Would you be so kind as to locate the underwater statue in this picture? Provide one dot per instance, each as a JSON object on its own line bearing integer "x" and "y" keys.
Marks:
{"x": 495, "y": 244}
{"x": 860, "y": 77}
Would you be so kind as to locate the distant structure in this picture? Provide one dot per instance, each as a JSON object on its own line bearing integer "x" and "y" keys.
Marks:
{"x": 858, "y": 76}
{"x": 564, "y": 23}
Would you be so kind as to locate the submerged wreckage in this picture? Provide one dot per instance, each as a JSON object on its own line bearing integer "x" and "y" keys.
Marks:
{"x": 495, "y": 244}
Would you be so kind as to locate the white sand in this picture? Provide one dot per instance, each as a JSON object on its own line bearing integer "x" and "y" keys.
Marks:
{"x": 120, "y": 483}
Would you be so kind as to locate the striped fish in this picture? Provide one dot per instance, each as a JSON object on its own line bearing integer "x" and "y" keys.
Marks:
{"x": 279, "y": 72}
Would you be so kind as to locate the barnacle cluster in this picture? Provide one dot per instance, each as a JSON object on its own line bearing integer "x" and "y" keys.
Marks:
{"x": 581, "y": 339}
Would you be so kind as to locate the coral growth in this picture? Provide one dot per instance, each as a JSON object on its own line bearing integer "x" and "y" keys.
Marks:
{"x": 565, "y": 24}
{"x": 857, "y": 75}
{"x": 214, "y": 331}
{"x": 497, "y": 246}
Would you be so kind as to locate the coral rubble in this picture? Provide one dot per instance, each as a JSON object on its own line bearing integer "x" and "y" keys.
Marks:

▬▬▬

Everything in the records is to be copied exactly.

Would you be so kind as to locate the underwater statue in this picture? Provide one dot per instance, each as a JSON object on its own line bearing integer "x" and "y" keys.
Marks:
{"x": 495, "y": 244}
{"x": 860, "y": 77}
Would you be so kind as to locate the distant structure in this picture? Provide one dot per instance, each as a JSON object on its own line bearing integer "x" and "y" keys.
Marks:
{"x": 858, "y": 76}
{"x": 564, "y": 23}
Would you be so kind as to locate the submerged wreckage in this picture? Provide one dot per instance, each as a JSON object on its own line bearing integer "x" and "y" keys.
Marks:
{"x": 495, "y": 244}
Would you be so kind as to locate the white sand in this picture? Provide one dot per instance, each as a JSON object on its own line bearing integer "x" and "y" keys.
Marks:
{"x": 120, "y": 483}
Would you be so kind as to locate the striped fish in this picture? Provide one dot per instance, each as a JSON object on its own line bearing integer "x" and "y" keys.
Marks:
{"x": 279, "y": 72}
Would you be so kind as to locate the barnacle cluster in this picture? Provide one dot per instance, each as a JSON object on its own line bearing integer "x" and "y" keys.
Marks:
{"x": 581, "y": 339}
Would you be so kind as to locate the coral growth in this picture? Provide one dot per instance, each as a JSON object on its own line bearing integer "x" and "y" keys.
Marks:
{"x": 565, "y": 24}
{"x": 857, "y": 75}
{"x": 214, "y": 331}
{"x": 497, "y": 246}
Would you be so kind as to locate the coral rubble in this picture? Provide one dot per instance, each as a JSON object on its own line bearing integer "x" and "y" keys.
Marks:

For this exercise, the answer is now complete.